_PROBLEM STATEMENT_: Among the entries below, one stretch runs from the line that contains "adjust its coverage." through the line that contains "positive clicks: (62, 30) (81, 29) (95, 31)". Repeat that stretch exactly, ends included, and only that.

### RECORDS SHOWN

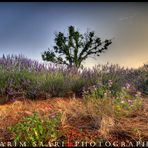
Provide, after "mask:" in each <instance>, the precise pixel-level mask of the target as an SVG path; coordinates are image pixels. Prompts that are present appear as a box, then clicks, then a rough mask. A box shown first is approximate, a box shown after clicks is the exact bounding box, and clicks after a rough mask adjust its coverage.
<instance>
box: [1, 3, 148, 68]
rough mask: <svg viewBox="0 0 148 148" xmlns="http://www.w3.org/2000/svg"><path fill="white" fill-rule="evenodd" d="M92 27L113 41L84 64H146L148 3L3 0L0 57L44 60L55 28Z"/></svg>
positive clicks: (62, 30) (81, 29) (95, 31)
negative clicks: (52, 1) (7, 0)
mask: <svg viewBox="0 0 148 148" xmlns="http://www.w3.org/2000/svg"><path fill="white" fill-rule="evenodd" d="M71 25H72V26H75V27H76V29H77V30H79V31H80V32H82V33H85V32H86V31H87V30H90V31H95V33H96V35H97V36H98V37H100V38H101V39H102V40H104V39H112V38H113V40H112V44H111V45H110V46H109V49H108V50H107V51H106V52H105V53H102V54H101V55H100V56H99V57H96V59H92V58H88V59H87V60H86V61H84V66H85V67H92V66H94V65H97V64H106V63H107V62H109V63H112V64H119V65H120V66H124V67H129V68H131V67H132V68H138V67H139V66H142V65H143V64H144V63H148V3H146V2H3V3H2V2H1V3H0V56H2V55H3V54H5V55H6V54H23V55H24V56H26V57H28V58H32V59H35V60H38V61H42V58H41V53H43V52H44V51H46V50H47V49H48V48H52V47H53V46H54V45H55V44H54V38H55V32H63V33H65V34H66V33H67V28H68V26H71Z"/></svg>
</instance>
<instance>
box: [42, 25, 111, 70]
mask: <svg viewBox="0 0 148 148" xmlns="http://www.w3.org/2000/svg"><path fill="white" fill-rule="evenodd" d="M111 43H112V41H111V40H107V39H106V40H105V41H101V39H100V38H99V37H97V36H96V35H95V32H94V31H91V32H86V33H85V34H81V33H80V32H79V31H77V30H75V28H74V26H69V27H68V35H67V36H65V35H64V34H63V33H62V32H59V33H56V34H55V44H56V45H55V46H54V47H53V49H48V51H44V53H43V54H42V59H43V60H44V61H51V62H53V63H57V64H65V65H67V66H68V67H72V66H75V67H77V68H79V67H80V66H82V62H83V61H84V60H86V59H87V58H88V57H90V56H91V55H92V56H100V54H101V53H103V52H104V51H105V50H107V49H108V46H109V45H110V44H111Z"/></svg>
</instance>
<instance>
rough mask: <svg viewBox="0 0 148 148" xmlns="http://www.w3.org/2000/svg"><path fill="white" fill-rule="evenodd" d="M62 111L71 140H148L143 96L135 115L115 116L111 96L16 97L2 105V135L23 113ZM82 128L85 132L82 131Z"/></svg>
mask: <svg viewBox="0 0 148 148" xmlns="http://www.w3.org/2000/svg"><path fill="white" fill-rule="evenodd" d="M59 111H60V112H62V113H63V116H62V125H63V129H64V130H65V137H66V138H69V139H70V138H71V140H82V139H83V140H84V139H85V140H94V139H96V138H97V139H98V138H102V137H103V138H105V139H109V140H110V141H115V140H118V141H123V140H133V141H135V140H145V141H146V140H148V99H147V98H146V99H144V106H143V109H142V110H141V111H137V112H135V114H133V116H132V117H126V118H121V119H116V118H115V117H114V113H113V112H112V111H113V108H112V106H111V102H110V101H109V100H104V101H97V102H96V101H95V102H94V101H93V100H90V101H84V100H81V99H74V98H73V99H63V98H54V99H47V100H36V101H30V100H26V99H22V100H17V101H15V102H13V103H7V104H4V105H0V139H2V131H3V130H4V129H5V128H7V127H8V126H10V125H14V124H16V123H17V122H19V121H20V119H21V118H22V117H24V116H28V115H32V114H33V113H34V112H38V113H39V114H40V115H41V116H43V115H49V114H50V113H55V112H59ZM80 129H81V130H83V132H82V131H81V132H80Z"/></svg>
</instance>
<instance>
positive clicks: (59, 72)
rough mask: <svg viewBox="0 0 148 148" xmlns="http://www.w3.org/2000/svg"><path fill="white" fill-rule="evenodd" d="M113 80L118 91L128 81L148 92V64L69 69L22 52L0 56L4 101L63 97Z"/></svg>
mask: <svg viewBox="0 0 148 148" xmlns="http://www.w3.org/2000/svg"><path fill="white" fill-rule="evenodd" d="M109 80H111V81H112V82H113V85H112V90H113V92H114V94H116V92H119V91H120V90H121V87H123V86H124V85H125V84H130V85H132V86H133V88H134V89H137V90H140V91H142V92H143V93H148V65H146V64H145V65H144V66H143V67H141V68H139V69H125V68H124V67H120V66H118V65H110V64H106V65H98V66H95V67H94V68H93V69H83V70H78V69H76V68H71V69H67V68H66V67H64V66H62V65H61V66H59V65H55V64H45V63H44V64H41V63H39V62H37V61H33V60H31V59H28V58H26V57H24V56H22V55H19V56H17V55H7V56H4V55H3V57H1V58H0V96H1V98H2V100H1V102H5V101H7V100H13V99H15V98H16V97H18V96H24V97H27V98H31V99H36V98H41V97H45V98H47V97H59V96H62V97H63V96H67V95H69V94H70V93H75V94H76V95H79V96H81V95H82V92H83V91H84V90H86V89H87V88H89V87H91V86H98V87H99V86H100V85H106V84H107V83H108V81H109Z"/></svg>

######
### RECORDS SHOWN

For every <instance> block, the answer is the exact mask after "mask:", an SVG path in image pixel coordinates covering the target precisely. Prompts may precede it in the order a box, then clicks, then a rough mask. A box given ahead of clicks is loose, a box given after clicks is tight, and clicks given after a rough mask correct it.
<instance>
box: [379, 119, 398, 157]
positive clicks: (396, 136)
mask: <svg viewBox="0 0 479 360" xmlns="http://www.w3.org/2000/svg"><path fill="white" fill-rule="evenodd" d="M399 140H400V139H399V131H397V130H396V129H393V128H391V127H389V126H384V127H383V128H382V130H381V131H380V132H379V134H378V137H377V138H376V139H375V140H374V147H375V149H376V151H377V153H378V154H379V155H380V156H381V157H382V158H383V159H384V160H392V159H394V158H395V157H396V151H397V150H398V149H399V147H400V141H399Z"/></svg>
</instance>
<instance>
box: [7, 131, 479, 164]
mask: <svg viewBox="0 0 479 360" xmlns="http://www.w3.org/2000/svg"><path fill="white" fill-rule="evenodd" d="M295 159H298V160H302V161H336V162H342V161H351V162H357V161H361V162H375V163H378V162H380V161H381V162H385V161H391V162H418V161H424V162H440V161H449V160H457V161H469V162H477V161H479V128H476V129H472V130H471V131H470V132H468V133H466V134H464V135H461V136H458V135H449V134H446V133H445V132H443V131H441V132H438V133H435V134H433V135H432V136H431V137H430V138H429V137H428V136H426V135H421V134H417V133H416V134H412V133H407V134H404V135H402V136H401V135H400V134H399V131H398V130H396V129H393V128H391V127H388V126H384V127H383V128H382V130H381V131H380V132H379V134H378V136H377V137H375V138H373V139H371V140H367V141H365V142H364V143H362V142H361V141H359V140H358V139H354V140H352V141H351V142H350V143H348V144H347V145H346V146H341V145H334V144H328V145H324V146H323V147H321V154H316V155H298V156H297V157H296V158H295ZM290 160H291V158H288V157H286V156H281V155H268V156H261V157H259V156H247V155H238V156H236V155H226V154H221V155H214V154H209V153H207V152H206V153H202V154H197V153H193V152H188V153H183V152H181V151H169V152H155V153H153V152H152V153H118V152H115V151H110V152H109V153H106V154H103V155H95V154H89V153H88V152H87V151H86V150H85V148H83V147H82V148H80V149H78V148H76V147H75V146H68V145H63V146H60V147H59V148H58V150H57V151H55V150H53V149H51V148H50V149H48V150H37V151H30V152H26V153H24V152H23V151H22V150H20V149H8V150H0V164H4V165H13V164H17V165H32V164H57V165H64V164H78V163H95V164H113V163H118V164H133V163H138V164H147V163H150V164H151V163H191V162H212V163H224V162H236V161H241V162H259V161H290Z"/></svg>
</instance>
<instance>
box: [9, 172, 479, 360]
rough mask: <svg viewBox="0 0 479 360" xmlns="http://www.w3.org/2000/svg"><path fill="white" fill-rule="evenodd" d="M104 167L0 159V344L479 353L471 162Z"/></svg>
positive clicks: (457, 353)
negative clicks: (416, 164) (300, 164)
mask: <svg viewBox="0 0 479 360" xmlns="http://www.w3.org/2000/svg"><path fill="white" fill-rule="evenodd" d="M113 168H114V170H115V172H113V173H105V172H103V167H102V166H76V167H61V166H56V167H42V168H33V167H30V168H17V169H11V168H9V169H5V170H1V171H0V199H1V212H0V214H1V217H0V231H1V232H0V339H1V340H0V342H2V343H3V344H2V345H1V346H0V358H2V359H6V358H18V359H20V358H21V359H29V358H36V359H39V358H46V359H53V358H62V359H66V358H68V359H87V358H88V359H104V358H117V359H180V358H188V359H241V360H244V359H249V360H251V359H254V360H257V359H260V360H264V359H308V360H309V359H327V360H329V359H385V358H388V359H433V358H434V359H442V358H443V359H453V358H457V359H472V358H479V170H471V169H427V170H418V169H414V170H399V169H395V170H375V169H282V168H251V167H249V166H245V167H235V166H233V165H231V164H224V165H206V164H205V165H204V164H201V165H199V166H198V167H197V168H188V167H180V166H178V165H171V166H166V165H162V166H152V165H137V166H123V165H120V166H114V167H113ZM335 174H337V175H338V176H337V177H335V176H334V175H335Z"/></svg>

######

_FINISHED TASK_:
Provide, after "mask:" in each <instance>, the precise pixel-level mask of the target as an SVG path; coordinates are image pixels. Prompts that are present appear as a box, then clicks, then a rough mask. A box shown first is approximate, a box shown after clicks is the exact bounding box, and clicks after a rough mask adjust its coverage.
<instance>
box: [1, 3, 148, 68]
rough mask: <svg viewBox="0 0 148 148" xmlns="http://www.w3.org/2000/svg"><path fill="white" fill-rule="evenodd" d="M92 27L113 41L84 64H146L148 3L3 0L0 57L44 60L55 28Z"/></svg>
positive clicks: (62, 30) (81, 29) (95, 31)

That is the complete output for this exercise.